● **Entries**:
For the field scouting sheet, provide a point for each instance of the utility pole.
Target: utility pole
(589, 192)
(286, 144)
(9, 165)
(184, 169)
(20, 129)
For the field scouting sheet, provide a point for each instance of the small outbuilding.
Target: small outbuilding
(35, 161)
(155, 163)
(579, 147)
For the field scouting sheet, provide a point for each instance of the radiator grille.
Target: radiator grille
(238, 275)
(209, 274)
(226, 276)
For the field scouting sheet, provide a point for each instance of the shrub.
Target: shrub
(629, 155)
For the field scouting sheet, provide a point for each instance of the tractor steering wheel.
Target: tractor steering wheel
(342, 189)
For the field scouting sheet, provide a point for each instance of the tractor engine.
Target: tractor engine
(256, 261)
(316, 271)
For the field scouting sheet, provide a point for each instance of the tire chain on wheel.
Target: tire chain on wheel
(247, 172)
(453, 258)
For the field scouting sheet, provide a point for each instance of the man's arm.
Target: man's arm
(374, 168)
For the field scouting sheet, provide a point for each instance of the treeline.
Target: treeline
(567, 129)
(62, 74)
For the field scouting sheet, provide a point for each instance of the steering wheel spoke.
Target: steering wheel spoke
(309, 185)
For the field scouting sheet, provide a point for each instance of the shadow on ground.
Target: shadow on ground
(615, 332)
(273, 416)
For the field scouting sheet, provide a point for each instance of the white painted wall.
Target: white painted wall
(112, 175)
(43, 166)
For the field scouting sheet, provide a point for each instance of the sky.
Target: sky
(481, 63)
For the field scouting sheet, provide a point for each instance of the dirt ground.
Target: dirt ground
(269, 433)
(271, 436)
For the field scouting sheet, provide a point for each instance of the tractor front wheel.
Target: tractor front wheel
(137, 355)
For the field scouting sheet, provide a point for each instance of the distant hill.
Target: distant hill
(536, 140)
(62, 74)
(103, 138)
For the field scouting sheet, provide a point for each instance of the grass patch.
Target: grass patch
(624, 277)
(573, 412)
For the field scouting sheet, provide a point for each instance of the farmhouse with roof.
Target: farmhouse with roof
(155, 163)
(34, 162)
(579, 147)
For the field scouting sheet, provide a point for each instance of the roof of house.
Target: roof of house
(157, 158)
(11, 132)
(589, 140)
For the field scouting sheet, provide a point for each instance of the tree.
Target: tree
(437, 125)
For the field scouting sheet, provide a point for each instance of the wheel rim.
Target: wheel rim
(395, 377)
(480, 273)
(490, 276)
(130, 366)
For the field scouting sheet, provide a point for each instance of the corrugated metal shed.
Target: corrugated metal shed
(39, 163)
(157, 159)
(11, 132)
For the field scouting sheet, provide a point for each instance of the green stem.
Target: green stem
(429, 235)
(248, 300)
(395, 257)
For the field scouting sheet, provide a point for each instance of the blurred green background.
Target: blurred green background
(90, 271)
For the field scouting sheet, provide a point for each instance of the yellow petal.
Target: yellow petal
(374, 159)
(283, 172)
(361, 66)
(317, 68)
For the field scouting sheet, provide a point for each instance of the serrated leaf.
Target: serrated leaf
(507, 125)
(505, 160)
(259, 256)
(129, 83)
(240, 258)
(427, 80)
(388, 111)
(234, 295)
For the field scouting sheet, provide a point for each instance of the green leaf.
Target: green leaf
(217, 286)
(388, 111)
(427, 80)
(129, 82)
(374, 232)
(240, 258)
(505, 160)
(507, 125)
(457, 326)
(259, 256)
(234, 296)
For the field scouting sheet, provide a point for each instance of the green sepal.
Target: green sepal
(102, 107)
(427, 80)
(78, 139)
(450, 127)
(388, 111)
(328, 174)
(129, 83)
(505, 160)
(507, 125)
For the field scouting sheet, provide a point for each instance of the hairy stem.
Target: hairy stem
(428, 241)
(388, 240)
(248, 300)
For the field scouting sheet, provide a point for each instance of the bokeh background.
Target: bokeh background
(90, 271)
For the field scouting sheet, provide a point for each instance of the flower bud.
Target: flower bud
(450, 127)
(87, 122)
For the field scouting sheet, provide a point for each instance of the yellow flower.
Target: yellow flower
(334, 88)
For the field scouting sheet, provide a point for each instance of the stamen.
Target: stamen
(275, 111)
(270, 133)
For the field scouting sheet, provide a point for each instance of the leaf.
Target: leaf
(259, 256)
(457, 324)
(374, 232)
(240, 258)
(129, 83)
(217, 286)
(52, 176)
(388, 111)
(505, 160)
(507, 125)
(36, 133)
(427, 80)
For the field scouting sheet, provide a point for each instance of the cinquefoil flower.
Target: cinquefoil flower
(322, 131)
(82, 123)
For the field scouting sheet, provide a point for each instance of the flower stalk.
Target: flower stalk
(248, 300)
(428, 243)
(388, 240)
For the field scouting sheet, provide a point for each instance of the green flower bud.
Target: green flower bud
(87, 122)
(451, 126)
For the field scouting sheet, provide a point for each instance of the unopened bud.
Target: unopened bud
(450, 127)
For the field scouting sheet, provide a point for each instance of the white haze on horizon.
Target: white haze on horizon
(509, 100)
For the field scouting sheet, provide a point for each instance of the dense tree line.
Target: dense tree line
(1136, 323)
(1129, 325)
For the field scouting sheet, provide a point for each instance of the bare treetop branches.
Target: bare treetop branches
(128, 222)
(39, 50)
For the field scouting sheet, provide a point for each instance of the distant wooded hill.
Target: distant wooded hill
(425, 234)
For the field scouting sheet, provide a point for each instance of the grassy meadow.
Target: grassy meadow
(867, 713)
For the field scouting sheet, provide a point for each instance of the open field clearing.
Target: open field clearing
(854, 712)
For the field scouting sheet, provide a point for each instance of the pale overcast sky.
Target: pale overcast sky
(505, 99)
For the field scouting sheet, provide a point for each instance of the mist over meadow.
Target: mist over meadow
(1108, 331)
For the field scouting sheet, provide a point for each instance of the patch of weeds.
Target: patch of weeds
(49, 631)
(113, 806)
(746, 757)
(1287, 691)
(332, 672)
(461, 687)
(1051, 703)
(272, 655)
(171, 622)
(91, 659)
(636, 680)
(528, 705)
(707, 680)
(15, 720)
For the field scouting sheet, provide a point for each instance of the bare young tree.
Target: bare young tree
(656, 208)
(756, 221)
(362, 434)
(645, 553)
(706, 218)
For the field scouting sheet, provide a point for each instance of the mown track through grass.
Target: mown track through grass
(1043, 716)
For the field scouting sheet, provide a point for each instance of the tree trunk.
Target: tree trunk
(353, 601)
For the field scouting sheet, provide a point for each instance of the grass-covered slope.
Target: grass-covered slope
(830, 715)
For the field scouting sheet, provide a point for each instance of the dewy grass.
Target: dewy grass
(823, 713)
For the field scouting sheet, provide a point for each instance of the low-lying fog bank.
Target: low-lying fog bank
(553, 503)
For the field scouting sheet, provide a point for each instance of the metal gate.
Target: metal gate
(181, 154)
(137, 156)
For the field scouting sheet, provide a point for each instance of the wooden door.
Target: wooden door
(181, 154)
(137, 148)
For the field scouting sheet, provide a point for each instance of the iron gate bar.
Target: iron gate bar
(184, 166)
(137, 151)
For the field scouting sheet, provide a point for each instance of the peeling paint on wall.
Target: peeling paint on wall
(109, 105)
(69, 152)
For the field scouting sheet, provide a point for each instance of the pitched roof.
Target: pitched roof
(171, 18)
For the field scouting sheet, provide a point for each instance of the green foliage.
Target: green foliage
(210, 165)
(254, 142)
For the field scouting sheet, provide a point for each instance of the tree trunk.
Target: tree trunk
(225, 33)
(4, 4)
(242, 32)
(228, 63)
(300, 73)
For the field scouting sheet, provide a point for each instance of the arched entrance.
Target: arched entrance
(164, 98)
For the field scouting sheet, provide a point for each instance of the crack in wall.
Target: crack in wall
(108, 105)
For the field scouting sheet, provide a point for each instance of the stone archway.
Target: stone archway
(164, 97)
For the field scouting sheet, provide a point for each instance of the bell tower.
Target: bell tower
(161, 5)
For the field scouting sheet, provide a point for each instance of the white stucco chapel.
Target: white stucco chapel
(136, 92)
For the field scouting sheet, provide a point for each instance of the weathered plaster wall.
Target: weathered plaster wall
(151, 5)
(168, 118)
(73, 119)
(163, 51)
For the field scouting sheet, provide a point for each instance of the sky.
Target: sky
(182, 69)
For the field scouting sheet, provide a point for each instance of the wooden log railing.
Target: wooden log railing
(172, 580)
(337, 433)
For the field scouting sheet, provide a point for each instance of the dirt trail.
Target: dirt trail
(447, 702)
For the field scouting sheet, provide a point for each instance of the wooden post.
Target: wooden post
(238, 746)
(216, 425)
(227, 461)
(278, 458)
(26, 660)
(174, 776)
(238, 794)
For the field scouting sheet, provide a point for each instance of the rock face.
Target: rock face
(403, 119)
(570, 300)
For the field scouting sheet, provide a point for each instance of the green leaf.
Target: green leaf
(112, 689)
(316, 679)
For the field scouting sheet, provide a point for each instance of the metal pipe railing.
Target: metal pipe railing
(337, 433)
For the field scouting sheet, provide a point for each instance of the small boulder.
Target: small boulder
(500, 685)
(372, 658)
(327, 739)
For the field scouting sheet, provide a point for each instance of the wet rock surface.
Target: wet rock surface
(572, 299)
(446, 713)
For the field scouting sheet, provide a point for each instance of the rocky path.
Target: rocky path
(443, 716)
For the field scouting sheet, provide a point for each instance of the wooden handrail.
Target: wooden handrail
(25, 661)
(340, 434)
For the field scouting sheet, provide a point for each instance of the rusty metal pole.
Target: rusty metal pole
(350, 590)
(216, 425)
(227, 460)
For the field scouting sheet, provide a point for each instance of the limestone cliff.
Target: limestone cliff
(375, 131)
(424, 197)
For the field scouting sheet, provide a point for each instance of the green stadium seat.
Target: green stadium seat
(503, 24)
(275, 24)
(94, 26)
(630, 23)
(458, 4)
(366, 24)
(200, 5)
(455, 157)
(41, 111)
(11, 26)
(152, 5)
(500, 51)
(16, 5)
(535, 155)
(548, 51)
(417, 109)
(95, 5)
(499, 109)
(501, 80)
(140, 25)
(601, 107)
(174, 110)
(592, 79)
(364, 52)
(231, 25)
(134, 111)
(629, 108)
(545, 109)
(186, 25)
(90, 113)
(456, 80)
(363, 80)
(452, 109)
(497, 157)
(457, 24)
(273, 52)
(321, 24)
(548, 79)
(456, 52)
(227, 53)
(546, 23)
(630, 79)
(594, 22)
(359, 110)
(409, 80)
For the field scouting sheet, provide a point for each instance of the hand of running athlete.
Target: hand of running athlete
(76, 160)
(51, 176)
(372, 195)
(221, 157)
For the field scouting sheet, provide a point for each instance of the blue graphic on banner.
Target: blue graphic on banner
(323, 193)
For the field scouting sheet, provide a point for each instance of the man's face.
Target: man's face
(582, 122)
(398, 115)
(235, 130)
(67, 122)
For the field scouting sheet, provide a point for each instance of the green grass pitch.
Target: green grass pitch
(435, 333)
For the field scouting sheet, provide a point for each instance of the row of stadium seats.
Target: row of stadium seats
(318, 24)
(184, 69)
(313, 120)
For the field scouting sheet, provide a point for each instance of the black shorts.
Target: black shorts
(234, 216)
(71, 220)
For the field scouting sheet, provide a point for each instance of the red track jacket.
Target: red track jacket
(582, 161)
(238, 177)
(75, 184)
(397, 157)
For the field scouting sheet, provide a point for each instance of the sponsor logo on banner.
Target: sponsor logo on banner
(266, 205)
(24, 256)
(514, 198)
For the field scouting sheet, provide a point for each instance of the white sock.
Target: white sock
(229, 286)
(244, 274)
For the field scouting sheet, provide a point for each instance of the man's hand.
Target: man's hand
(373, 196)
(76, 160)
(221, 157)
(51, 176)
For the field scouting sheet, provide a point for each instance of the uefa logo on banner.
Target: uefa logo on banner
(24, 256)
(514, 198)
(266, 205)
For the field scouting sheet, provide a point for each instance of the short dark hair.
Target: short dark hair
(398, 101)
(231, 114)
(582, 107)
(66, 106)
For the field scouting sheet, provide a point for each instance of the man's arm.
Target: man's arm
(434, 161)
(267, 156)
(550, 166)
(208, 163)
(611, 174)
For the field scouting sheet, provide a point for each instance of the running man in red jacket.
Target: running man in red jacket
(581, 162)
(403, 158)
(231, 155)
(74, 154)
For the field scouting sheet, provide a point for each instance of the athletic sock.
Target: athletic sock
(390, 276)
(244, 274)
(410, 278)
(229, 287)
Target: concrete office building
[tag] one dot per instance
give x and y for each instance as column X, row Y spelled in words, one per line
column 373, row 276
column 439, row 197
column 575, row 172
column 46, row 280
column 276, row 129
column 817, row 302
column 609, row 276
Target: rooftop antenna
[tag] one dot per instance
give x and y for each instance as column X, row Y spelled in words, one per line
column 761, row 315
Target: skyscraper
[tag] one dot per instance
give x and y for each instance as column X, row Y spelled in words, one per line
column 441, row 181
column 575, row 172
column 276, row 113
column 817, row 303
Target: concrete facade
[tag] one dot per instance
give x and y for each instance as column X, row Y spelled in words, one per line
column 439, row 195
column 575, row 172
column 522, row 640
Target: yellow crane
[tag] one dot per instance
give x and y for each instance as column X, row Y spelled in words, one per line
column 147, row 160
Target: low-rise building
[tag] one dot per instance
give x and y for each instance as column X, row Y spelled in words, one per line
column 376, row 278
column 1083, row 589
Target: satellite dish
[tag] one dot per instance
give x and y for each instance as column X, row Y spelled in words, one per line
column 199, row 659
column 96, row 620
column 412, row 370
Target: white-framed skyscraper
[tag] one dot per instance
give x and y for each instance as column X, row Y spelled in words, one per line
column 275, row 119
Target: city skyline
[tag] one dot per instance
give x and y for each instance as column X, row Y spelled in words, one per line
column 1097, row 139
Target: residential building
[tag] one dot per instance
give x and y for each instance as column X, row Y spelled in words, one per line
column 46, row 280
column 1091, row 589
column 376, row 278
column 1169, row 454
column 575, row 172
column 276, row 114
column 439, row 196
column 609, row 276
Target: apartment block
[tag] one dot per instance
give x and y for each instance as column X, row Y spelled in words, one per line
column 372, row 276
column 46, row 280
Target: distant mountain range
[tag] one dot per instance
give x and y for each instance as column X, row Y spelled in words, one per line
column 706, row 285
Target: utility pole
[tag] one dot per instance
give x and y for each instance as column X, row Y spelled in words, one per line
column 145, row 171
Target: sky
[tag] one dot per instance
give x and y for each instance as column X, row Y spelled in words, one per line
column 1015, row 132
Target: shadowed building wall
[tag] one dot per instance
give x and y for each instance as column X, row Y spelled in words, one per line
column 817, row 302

● **What you need to do**: Starting at the line that contains "Target: skyscraper", copy each line exactly through the end of the listing above. Include that first line and the last one, and add nothing.

● **Reply**:
Target: skyscraper
[tag] one dot per instance
give x and y for each instance as column X, row Y spelled in words, one per line
column 441, row 181
column 575, row 172
column 276, row 113
column 817, row 303
Target: concrete facade
[tag] one dot per instance
give x and y for each instance as column X, row Y spelled in words, one per line
column 439, row 195
column 575, row 172
column 522, row 640
Target: yellow crane
[tag] one dot per instance
give x and y for each instance as column X, row Y spelled in words, one per line
column 147, row 160
Target: low-rise building
[tag] one dot per instance
give x and y for each instance as column X, row Y spelled in words, one per line
column 376, row 278
column 1083, row 589
Target: satellite dish
[tag] one dot per instance
give x and y for each instance as column X, row Y spelled in words, one per line
column 199, row 659
column 96, row 620
column 412, row 370
Target: white-framed skyscraper
[tag] one dot per instance
give x and y for each instance as column X, row Y spelled in words, one per line
column 275, row 119
Target: city skyline
[tag] one dot per instance
give x and y for each instance as column X, row Y spelled in words, one per line
column 1097, row 139
Target: residential building
[tag] one dot per instance
give x and y for each instance as column X, row Y spelled in words, one per line
column 46, row 280
column 1091, row 589
column 376, row 278
column 1169, row 454
column 575, row 172
column 276, row 114
column 439, row 196
column 609, row 276
Target: apartment block
[tag] one dot per instance
give x and y for each instance as column X, row Y spelled in words, one per line
column 372, row 276
column 46, row 280
Target: distant mountain range
[tag] one dot per instance
give x and y for each instance as column X, row Y spelled in words, one per line
column 706, row 285
Target: utility pole
[tag] one dot per instance
give x and y for each instance as column X, row Y spelled in words, one per line
column 145, row 171
Target: sky
[tag] one dot per instance
give x and y for each instance as column X, row Y spelled in words, one per line
column 1015, row 132
Target: shadowed building wall
[tag] one dot per instance
give x and y for each instance as column X, row Y spelled in words, one per line
column 817, row 302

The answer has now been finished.